Express each line of the listing below as a JSON list of strings, one string per line, with blank lines dropped. Leave the pictures out.
━━━━━ DATA LINES ━━━━━
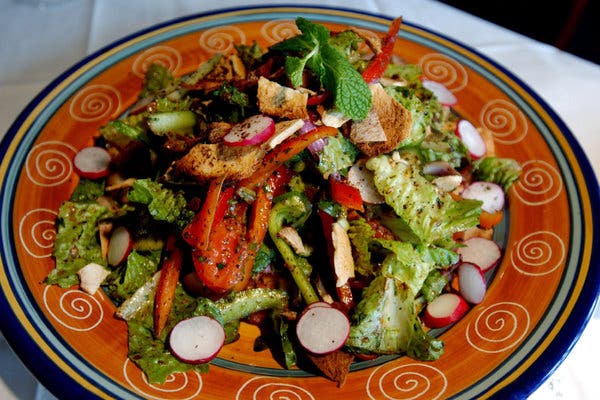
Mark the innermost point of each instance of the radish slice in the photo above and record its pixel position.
(119, 246)
(322, 330)
(471, 137)
(362, 178)
(471, 282)
(445, 310)
(197, 339)
(253, 130)
(491, 194)
(92, 162)
(483, 252)
(438, 168)
(317, 304)
(444, 96)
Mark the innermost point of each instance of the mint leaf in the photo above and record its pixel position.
(314, 50)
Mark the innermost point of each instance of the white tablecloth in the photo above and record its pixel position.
(37, 43)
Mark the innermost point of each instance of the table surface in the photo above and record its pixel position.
(60, 33)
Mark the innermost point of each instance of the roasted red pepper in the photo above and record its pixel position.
(284, 152)
(345, 194)
(165, 291)
(381, 60)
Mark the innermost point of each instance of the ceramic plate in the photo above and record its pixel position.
━━━━━
▶ _FINAL RESULT_:
[
  "Mark the innermost point of each instance of the radish slice in the photo above and record its pixel position.",
  "(119, 246)",
  "(322, 330)",
  "(471, 137)",
  "(362, 178)",
  "(471, 282)",
  "(445, 310)",
  "(197, 339)",
  "(253, 130)",
  "(491, 194)",
  "(92, 162)",
  "(483, 252)",
  "(438, 168)",
  "(317, 304)",
  "(444, 96)",
  "Mark the innermost point of each instance of the mint leaf in the photo above and record its pixel position.",
  "(314, 50)",
  "Mark the innermost point of each instance of the white tablecloth in the photo above and record its pixel position.",
  "(37, 43)",
  "Mark the innermost point of each instance of the table surface in the photo above and record its pixel position.",
  "(60, 33)",
  "Mark the innermost point of each instance of the roasted red pepper in the photo above and record its pixel position.",
  "(284, 152)",
  "(345, 194)",
  "(165, 291)",
  "(381, 60)",
  "Mark the innermost point of each instance of the ceramic plate in the photo above and record its pixel position."
]